[Position annotation data]
^^^^^^^^^^^^^^^^
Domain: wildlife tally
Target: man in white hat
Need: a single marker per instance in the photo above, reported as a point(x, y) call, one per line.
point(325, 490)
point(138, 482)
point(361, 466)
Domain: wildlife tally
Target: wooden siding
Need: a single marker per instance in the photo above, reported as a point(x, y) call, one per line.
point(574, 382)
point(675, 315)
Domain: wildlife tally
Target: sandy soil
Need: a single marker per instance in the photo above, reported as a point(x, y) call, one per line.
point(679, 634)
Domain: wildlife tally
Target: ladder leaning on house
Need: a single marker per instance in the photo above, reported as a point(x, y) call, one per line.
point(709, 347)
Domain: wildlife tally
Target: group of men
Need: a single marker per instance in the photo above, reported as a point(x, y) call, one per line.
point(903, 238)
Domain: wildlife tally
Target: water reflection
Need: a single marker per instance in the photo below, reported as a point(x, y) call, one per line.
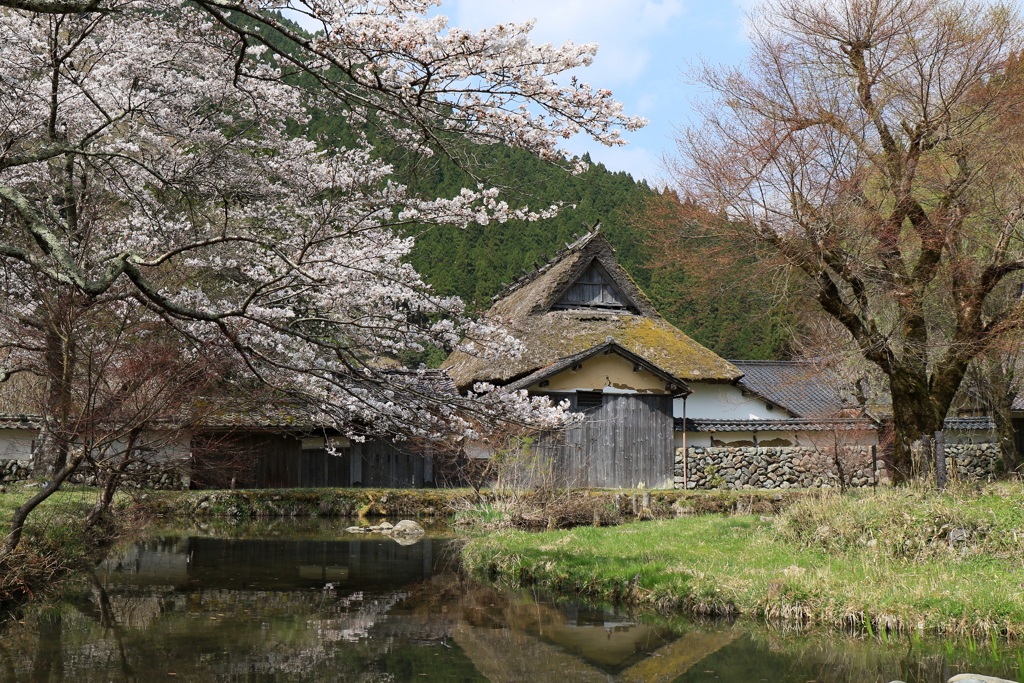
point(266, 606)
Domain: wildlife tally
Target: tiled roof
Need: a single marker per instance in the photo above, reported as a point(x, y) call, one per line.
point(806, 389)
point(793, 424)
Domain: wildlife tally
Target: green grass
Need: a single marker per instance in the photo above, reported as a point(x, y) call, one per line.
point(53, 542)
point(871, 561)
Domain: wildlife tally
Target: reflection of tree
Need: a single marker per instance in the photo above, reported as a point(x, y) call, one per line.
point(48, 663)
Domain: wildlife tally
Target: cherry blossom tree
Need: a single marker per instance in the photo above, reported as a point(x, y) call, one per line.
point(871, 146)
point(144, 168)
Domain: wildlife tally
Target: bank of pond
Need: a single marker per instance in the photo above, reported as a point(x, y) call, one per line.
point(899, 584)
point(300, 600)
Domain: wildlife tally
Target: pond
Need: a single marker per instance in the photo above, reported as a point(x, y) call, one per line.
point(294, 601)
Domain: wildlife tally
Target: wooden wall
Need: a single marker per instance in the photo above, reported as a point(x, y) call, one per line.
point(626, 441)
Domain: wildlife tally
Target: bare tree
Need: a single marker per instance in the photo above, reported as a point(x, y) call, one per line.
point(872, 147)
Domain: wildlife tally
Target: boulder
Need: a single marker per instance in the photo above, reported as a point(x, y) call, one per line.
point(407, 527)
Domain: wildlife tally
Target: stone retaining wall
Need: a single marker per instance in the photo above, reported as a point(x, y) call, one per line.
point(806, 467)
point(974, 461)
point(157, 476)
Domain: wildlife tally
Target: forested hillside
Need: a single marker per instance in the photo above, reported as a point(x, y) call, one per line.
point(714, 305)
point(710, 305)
^^^^^^^^^^^^^^^^
Problem requirements.
Rewrite all of the data above with "wildlife tally" changed to "scene survey" wherever it occurs and every other line left the same. Omit the pictures from your answer.

Exercise solution.
Domain: scene survey
Target: man in white hat
Need: a single marker per instance in the photo above, reported as a point(x, y) call, one per line.
point(325, 490)
point(138, 482)
point(361, 466)
Domain: scene survey
Target: wooden siding
Need: a single marker per instance in the photo above, reported as a point(x, y) call, one per line.
point(574, 382)
point(675, 315)
Domain: scene survey
Target: sandy soil
Need: a single marker per instance in the photo above, reported as a point(x, y) call, one per line.
point(679, 634)
Domain: scene survey
Target: ladder leaning on house
Need: a single marker per instance in the photo above, reported as a point(x, y) call, one per line.
point(709, 347)
Domain: scene survey
Target: group of men
Need: a single marker per instance in the photo above, reported as a point(x, y) call, one per line.
point(903, 238)
Domain: scene survey
Target: water reflection
Need: a single marker per instance in the photo below, reported as a point(x, y) call, one per line.
point(266, 606)
Domain: scene survey
Target: tiled roof
Need: a single marker per instance in the photo above, reported as a point(x, y) call, one per line.
point(806, 389)
point(793, 424)
Domain: scene survey
Target: green grass
Need: a single marker per instance in the photo above, reported as a point(x, y) call, one per line.
point(53, 542)
point(871, 561)
Domain: scene survey
Target: reflection of tree
Need: a single marker per instance in the photo above, reported as a point(x, y) call, one per line.
point(48, 663)
Domain: scene survey
Target: cherry blossom tree
Need: a single marker per instance in the photo above, reported as a point(x, y) call, one per line.
point(871, 146)
point(144, 168)
Domain: scene survey
Target: bank of pond
Need: a single marker per instance in the photo above, reported as a point(x, y) call, one per line.
point(899, 584)
point(300, 600)
Domain: scene survey
Target: pond
Need: a single marker per instance in the photo above, reported as a point(x, y) call, one per line.
point(294, 601)
Domain: scene survey
Target: wooden wall
Need: a single marker per instance in the photo above, reported as a point(x, y) call, one per line.
point(626, 441)
Domain: scene survey
Target: bare tree
Need: a single marker per instance in the photo above, reported as a point(x, y) call, one per line.
point(872, 147)
Domain: scene survey
Target: boulder
Need: a single marker per instance in the photo above, reported as a point(x, y) call, one per line.
point(407, 527)
Domain: scene survey
Target: stone retaining wall
Need: a single marker per instance in the photo above, reported as a point(x, y) call, one per line.
point(806, 467)
point(974, 461)
point(157, 476)
Domain: scene survey
Target: forested hillside
Need: a single marker per instance in the photo above, reported as a point(x, y) call, one per line.
point(714, 305)
point(710, 305)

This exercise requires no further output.